◆ PROBLEM REQUIREMENTS
Copy the following listing word for word, keeping every line in its original order.

◆ RECORD LIST
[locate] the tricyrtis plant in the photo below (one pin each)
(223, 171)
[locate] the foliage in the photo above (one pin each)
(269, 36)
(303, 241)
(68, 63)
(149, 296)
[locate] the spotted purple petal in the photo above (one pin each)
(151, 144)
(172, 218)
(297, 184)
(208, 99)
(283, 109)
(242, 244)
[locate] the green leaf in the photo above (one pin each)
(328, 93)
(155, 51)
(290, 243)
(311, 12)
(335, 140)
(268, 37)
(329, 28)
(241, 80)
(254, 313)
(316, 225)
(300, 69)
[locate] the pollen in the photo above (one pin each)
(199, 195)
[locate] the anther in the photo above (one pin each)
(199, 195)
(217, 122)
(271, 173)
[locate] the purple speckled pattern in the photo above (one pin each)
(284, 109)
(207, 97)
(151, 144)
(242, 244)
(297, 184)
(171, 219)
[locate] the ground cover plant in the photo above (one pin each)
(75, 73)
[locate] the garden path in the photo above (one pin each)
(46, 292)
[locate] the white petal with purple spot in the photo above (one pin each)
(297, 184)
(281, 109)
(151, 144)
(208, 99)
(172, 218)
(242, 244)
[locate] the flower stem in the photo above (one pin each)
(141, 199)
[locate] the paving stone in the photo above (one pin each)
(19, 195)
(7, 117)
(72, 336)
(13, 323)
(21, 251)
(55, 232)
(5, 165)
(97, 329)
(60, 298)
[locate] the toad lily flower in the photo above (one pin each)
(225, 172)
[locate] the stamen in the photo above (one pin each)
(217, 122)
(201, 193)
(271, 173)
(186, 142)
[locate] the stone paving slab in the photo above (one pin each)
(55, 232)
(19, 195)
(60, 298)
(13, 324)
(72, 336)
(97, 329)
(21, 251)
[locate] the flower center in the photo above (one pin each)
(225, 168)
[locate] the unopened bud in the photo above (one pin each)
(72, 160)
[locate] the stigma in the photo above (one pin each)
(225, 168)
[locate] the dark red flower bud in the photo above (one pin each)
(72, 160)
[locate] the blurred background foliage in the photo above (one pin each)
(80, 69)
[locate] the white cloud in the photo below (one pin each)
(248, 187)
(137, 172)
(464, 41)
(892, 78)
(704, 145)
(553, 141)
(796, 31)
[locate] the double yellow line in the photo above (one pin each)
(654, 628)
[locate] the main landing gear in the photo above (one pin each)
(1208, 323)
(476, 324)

◆ ANSWER FOR THE TASK
[locate] the tricyrtis plant in the photo below (one pin each)
(223, 171)
[locate] the foliage in the photo above (one pin each)
(269, 36)
(303, 241)
(68, 63)
(149, 296)
[locate] the spotted purple petal in the photo above (one pin each)
(151, 144)
(172, 218)
(297, 184)
(208, 99)
(283, 109)
(242, 244)
[locate] the green leaf in the photo above (one pin each)
(328, 93)
(155, 51)
(290, 243)
(311, 12)
(335, 140)
(268, 37)
(329, 28)
(241, 80)
(254, 313)
(316, 225)
(300, 69)
[locate] the pollen in the photo above (one pin each)
(199, 195)
[locate] the anther in the photo above (one pin each)
(199, 195)
(217, 122)
(271, 173)
[locate] the purple speckled pattern in the photo above (one pin each)
(284, 109)
(207, 97)
(151, 144)
(242, 244)
(297, 184)
(171, 219)
[locate] the ground cover plant in the photo above (one pin each)
(75, 73)
[locate] the garden path in the photo above (one pin each)
(46, 292)
[locate] the white petal with purple spot in the photo above (one pin each)
(297, 184)
(281, 109)
(151, 144)
(208, 99)
(172, 218)
(242, 244)
[locate] the flower stem in the photo above (one pin each)
(141, 199)
[locate] the paving stone in the photo above (one pin each)
(19, 195)
(7, 117)
(72, 336)
(13, 323)
(21, 251)
(55, 232)
(5, 165)
(97, 329)
(60, 298)
[locate] the toad lily flower in the photo above (one pin each)
(225, 172)
[locate] the stamen in the photo above (one pin each)
(217, 122)
(201, 193)
(271, 173)
(186, 142)
[locate] the stone paving slab in the photo above (one pin each)
(55, 232)
(19, 195)
(60, 298)
(13, 324)
(72, 336)
(97, 329)
(21, 251)
[locate] the flower center in the photo above (one pin each)
(225, 168)
[locate] the unopened bud in the photo above (one pin each)
(72, 160)
[locate] the stigma in the photo above (one pin each)
(225, 168)
[locate] the dark red flower bud in the photo above (one pin each)
(72, 160)
[locate] the blurred background foliage in the photo above (one pin each)
(80, 69)
[locate] the white cloud in the photo below (one pin each)
(248, 187)
(137, 172)
(464, 41)
(892, 78)
(704, 145)
(553, 141)
(796, 31)
[locate] the double yellow line in the photo above (one pin each)
(654, 628)
[locate] the main landing gear in the photo above (one pin each)
(1208, 323)
(476, 324)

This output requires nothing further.